>> Begin
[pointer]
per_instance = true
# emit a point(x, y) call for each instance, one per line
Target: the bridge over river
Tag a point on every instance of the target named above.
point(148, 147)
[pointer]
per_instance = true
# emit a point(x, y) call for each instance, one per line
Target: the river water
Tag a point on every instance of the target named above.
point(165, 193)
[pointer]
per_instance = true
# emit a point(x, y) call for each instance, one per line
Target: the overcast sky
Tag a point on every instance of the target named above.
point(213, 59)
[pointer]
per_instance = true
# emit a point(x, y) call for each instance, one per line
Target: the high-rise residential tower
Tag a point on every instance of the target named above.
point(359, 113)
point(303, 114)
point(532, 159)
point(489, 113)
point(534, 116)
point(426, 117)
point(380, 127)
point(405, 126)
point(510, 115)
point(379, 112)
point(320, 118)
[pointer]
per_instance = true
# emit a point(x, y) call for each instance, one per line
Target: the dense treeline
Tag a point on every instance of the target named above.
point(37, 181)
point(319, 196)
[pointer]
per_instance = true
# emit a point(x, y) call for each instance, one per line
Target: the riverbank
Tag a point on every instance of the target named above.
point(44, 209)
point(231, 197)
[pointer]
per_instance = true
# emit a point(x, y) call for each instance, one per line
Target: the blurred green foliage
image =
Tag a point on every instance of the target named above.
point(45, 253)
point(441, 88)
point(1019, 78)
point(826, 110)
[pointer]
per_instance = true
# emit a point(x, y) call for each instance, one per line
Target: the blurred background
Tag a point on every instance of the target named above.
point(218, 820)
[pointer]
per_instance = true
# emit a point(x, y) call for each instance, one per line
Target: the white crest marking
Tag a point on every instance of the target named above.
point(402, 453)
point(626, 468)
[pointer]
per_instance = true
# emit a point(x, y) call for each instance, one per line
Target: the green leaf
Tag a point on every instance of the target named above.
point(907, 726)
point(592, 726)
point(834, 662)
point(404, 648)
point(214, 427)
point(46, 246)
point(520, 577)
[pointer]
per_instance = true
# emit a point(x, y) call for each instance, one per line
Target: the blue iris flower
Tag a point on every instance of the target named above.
>> End
◆ Requirements
Pull out each line of the listing that contains the word "blurred".

◆ Answer to this exercise
Target: the blurred green foliage
Target: the blurred background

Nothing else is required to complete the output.